▶ _AUFGABENSTELLUNG_:
Gib jede Zeile der folgenden Auflistung, die das Wort „blue“ enthält, vollständig wieder.

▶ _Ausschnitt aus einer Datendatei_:
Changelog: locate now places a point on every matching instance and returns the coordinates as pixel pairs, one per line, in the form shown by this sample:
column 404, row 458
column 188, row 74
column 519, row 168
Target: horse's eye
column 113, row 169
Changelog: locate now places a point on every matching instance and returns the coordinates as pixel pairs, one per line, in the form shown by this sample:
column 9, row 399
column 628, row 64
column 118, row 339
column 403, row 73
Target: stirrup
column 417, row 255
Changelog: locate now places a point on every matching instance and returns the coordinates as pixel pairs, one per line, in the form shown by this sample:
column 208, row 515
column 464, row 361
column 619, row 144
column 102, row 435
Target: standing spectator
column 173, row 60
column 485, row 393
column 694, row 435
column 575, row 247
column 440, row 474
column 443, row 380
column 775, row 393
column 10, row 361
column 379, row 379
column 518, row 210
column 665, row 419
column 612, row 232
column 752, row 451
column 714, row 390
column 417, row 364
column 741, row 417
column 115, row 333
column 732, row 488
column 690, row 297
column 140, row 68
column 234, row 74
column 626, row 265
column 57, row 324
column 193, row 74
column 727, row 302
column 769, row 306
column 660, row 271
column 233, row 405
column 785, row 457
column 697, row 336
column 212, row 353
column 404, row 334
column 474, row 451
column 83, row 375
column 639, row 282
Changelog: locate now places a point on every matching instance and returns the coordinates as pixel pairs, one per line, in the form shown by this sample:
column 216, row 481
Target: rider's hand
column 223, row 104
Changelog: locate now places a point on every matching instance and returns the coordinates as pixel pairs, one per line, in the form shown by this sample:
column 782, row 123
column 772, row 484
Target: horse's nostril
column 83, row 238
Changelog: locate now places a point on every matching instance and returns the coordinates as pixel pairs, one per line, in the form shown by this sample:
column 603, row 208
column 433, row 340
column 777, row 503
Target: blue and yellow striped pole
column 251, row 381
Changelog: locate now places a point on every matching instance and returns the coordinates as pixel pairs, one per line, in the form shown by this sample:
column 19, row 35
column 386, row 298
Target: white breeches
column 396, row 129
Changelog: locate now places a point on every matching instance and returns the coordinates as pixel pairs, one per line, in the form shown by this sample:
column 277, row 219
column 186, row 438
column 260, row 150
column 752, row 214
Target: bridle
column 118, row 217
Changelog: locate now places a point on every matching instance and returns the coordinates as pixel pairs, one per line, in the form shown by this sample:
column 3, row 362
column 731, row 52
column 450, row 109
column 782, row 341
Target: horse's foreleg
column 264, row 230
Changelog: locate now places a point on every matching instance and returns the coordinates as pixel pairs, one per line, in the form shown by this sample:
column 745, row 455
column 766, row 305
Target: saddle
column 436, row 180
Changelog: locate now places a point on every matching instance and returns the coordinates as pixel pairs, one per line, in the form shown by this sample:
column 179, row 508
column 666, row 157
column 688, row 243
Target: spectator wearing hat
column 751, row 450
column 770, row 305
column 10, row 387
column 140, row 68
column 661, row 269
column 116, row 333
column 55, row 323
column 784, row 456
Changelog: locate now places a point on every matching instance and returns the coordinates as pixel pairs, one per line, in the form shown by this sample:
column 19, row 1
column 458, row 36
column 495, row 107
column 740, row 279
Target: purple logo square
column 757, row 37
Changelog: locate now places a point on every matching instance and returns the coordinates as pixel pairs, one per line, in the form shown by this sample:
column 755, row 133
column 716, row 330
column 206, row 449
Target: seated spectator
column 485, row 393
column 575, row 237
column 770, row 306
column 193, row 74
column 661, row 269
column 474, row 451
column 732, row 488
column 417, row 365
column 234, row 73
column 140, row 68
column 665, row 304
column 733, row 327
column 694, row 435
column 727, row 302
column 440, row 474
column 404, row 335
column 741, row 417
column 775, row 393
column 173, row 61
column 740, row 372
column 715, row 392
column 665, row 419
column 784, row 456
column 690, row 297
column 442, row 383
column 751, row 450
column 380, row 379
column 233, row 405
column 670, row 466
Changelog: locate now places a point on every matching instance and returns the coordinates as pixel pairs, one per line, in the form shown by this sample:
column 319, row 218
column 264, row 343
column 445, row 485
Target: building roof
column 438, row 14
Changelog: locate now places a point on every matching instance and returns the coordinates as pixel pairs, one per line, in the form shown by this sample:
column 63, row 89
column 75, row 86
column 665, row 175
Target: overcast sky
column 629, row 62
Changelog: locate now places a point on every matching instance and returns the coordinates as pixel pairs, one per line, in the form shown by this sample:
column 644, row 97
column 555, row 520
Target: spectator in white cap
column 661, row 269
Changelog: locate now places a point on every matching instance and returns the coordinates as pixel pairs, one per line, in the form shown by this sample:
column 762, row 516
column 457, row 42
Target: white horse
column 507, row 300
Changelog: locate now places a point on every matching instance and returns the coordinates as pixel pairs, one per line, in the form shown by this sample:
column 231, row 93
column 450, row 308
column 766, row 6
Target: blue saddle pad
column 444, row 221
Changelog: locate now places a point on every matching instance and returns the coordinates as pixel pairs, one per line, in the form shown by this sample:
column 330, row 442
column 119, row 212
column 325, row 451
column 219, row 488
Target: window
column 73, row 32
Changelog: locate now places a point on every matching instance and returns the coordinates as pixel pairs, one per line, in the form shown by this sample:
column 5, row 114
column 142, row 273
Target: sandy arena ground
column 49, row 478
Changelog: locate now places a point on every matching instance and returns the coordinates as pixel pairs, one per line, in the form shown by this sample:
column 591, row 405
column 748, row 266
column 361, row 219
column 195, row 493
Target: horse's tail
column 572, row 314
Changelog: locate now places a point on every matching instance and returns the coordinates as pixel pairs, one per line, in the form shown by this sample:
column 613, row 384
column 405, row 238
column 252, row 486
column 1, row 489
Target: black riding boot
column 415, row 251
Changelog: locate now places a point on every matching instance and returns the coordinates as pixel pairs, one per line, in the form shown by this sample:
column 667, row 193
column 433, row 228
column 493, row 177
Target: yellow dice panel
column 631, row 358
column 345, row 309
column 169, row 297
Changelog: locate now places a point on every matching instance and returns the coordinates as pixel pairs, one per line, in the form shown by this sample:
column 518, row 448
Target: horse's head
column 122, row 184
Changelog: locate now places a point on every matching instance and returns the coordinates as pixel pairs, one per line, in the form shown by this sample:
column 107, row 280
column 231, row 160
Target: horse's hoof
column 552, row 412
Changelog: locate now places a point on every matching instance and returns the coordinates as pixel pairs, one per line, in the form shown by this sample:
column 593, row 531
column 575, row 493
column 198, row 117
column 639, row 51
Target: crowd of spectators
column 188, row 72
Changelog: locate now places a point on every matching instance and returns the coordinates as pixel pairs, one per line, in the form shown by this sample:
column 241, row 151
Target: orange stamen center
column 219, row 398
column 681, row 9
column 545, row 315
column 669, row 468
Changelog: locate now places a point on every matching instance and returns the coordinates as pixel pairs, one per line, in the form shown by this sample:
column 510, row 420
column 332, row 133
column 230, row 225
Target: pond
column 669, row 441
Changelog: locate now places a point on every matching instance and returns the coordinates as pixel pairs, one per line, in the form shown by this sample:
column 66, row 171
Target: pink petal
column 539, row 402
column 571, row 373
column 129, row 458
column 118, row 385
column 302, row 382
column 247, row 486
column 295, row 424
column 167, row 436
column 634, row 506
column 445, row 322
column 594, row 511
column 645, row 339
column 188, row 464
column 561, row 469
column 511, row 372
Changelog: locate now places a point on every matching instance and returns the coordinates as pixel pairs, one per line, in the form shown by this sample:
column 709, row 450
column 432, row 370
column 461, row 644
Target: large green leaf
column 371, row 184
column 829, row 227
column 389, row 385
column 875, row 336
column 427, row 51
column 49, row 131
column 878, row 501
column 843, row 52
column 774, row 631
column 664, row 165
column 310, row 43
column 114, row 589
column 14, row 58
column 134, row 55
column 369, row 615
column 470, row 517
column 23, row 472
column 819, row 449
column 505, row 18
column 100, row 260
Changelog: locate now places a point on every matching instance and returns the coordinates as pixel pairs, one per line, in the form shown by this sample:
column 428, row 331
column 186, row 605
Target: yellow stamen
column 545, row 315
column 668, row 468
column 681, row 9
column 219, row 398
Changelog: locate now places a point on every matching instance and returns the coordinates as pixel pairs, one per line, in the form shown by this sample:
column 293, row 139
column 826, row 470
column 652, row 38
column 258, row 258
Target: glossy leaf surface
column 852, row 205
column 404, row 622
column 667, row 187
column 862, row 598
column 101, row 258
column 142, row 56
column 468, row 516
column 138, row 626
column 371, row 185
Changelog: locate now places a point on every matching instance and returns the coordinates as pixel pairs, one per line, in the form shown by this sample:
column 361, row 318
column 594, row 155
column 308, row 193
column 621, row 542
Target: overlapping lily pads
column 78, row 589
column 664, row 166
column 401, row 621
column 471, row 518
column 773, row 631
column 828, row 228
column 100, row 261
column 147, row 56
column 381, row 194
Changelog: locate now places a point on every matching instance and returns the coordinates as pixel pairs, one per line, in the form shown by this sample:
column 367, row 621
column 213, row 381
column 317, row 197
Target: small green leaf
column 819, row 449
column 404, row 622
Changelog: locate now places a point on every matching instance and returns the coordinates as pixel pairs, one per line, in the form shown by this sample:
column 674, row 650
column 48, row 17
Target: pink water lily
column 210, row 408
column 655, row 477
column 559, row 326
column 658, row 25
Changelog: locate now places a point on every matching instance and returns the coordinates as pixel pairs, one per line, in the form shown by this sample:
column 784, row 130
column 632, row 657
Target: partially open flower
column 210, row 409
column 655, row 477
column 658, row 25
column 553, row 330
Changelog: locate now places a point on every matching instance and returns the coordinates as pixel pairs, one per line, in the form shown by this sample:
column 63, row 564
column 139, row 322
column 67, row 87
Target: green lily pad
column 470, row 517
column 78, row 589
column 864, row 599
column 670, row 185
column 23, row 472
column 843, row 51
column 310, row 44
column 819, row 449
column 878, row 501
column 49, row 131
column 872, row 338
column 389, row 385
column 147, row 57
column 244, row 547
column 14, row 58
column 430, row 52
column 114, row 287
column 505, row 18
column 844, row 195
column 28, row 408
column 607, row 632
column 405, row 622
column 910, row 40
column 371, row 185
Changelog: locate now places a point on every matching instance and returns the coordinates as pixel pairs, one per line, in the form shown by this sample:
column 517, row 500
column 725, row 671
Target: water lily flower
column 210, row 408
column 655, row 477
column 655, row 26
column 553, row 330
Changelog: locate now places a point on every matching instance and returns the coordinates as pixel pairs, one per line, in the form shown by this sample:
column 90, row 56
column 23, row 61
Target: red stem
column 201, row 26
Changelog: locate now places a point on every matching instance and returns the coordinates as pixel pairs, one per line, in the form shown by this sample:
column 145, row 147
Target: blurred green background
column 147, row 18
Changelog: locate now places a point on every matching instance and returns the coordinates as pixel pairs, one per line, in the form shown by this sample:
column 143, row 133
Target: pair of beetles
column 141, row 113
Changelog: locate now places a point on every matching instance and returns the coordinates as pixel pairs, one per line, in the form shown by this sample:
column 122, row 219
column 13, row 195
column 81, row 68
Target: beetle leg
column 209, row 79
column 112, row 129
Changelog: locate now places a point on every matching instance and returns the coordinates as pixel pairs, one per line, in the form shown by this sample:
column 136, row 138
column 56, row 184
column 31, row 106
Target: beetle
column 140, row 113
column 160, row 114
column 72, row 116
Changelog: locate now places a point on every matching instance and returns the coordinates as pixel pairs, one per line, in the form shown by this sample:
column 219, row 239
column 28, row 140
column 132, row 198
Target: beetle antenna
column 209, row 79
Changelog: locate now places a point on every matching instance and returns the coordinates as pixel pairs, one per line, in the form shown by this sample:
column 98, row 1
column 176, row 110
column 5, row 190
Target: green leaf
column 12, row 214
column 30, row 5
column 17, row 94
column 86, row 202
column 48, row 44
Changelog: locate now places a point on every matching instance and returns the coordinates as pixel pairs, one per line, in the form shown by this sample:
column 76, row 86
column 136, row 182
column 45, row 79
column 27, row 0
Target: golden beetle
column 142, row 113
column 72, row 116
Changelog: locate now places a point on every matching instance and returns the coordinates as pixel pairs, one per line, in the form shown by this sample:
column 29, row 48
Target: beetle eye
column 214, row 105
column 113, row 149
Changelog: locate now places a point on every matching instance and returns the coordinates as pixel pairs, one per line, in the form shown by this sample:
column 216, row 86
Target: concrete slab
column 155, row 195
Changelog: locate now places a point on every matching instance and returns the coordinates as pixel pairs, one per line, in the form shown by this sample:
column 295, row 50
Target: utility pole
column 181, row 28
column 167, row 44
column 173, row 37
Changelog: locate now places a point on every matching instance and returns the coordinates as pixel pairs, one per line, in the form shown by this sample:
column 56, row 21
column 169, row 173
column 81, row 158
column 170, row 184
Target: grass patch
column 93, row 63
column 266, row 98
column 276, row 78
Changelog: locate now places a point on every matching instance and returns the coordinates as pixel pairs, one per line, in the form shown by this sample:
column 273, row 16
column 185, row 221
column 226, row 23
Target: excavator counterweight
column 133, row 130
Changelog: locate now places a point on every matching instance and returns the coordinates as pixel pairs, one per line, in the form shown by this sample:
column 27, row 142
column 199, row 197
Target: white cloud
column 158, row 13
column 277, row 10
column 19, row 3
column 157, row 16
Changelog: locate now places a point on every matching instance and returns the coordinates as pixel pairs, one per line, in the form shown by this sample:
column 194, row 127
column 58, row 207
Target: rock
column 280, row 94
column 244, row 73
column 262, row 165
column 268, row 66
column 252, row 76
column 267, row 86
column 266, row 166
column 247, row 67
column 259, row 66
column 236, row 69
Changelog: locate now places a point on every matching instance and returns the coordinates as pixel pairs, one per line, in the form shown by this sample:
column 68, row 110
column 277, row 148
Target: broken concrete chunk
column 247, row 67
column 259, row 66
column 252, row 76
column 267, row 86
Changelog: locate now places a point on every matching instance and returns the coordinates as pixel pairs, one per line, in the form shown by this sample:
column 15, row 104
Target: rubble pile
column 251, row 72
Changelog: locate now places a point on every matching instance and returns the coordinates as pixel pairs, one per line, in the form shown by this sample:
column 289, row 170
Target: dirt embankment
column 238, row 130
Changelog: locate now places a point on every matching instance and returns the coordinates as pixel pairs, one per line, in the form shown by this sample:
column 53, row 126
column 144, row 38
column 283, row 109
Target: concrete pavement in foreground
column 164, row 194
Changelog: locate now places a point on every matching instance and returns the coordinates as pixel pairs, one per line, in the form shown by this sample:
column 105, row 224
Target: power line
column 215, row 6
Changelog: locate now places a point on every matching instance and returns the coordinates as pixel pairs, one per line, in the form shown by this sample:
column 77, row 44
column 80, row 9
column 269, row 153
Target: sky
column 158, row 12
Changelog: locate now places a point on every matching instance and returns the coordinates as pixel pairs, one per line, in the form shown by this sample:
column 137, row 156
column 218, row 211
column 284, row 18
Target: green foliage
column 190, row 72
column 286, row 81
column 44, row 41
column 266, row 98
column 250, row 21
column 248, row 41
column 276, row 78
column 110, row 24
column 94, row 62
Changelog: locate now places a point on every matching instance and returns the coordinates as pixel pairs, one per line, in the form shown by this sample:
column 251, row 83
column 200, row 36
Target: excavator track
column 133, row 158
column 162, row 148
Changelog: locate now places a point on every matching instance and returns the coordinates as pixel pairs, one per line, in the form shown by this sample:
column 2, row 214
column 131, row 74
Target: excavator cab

▶ _ERGEBNIS DER AUFGABE_:
Target: blue and yellow striped pole
Target: blue saddle pad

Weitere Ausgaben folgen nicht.